▶ **Task directions**
The answer is to be an exact copy of the lines below running from the line with "[[564, 328], [231, 137]]" down to the line with "[[135, 340], [561, 307]]", both ends included, and nothing more.

▶ **Available records**
= Beginning of Section =
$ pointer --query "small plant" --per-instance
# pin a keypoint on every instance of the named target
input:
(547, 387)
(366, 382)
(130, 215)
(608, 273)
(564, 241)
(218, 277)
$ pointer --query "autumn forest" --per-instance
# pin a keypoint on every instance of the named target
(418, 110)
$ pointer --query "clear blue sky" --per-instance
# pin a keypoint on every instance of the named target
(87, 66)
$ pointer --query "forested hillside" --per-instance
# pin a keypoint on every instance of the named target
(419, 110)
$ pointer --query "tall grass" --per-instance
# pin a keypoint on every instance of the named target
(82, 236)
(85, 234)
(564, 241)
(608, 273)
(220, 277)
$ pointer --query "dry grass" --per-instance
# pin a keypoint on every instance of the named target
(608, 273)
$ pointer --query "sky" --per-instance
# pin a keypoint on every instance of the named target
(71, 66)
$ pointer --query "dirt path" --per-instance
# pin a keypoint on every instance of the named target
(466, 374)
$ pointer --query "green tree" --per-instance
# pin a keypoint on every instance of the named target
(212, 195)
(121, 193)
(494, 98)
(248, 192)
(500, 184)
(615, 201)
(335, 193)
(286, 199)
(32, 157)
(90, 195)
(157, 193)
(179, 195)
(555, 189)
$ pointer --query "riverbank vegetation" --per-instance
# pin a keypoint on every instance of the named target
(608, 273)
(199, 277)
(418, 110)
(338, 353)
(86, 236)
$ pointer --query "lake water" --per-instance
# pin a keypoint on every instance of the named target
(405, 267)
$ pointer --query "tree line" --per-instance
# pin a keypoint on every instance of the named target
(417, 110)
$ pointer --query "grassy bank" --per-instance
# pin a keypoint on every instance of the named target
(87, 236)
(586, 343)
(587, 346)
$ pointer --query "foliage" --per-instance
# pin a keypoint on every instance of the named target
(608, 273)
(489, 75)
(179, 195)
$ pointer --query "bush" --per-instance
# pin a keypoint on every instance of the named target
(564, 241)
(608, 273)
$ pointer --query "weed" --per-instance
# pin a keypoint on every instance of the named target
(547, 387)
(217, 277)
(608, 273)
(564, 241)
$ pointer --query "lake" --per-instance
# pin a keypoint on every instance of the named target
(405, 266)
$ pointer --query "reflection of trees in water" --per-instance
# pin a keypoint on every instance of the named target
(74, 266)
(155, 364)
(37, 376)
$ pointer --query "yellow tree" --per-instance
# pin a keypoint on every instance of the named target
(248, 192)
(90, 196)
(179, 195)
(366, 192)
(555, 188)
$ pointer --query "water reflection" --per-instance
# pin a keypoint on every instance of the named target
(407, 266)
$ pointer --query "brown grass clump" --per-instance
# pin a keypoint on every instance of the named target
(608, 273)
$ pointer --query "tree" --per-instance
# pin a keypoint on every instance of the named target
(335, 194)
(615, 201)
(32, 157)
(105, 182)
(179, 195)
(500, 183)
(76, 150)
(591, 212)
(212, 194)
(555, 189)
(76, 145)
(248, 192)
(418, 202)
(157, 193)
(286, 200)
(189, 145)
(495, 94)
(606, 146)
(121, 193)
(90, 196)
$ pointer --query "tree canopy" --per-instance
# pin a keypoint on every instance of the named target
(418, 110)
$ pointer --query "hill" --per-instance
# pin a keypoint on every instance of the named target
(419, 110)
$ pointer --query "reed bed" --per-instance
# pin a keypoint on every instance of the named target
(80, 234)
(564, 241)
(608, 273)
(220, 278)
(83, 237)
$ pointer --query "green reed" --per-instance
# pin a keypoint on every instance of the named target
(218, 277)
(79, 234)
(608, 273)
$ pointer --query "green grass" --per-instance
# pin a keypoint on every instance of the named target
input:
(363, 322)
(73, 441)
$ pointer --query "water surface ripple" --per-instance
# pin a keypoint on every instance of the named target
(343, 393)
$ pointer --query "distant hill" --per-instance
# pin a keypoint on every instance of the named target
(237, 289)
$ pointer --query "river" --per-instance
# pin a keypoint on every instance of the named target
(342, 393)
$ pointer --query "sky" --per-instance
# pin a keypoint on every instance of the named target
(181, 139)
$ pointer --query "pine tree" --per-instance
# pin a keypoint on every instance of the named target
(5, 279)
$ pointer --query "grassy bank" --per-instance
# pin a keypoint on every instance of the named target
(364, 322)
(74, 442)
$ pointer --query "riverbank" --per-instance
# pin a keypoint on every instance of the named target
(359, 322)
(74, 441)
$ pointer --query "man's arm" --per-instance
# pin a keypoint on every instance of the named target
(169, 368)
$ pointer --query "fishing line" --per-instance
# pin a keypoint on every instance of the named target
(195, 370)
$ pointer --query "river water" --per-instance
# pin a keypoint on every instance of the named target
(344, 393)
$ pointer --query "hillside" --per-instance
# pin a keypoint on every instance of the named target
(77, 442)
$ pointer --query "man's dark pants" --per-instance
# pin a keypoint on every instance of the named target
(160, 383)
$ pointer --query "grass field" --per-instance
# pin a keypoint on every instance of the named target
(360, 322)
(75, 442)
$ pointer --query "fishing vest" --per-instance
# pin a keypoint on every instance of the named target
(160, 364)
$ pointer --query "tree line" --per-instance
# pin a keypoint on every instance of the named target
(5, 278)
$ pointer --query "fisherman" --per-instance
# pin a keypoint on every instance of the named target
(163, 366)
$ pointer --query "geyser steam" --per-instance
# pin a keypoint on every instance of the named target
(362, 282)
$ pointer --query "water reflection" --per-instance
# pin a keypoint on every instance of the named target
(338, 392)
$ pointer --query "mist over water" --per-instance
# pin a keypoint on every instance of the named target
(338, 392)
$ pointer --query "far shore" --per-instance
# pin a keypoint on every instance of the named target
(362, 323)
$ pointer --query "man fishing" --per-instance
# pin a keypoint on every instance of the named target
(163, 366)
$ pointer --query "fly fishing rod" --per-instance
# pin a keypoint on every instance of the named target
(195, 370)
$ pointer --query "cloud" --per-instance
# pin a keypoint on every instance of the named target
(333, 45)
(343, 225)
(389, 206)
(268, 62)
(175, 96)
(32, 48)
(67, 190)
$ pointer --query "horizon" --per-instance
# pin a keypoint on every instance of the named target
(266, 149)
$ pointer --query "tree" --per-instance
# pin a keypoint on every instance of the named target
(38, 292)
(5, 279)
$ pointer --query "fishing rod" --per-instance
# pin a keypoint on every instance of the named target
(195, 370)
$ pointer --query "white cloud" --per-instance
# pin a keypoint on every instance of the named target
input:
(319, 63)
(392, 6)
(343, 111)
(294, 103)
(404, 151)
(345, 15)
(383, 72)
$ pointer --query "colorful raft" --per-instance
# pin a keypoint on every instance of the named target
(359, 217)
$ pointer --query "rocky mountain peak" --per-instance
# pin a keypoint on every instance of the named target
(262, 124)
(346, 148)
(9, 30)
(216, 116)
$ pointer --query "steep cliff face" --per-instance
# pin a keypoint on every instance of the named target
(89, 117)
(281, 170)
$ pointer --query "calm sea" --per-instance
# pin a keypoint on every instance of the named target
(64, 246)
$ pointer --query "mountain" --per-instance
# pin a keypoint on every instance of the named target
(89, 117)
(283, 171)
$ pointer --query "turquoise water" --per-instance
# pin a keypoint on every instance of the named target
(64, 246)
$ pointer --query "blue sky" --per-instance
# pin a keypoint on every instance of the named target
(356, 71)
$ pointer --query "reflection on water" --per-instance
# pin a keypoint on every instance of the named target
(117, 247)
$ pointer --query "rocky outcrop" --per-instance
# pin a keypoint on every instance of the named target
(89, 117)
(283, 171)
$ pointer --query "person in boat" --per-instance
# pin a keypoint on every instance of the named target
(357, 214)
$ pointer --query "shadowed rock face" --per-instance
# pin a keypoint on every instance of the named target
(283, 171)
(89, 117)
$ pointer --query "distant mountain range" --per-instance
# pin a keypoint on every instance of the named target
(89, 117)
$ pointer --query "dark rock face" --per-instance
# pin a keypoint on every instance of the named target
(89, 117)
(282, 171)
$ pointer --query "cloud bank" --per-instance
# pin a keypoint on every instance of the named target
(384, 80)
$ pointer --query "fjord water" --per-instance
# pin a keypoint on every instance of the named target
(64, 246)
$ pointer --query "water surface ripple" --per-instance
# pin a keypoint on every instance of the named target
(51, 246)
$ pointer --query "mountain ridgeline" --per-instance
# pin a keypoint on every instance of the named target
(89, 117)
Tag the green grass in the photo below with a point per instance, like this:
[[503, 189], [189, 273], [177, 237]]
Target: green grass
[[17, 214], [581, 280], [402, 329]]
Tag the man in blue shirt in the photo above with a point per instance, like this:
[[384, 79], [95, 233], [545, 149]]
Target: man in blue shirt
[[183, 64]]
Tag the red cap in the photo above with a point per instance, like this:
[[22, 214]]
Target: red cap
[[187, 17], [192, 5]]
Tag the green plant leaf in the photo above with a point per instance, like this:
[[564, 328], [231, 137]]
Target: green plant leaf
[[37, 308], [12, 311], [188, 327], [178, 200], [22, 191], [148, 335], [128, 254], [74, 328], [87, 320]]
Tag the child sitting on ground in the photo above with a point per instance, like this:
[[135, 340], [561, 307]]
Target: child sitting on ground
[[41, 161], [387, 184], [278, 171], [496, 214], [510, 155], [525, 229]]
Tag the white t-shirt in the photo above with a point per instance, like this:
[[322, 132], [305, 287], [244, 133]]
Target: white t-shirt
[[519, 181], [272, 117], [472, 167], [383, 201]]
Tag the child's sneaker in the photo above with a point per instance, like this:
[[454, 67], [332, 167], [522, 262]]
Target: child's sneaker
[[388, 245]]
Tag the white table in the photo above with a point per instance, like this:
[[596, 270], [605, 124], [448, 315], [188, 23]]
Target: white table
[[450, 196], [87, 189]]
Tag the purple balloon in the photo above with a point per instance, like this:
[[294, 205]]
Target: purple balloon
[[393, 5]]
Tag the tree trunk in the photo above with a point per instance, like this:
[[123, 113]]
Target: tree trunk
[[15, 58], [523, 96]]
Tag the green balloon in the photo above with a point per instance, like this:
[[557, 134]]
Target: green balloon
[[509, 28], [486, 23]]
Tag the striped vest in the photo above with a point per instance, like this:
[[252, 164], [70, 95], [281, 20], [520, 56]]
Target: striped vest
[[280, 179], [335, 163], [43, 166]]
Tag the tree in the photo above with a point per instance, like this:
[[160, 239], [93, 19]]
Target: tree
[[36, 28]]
= End of Section =
▶ **Output for this exercise**
[[564, 328], [231, 137]]
Target: green plant leaf
[[37, 308], [12, 311], [188, 327], [178, 200], [22, 191], [148, 335], [128, 254], [74, 328], [87, 320]]
Tag the child sitting on ground in the photo above with a point per instance, like this:
[[135, 340], [561, 307]]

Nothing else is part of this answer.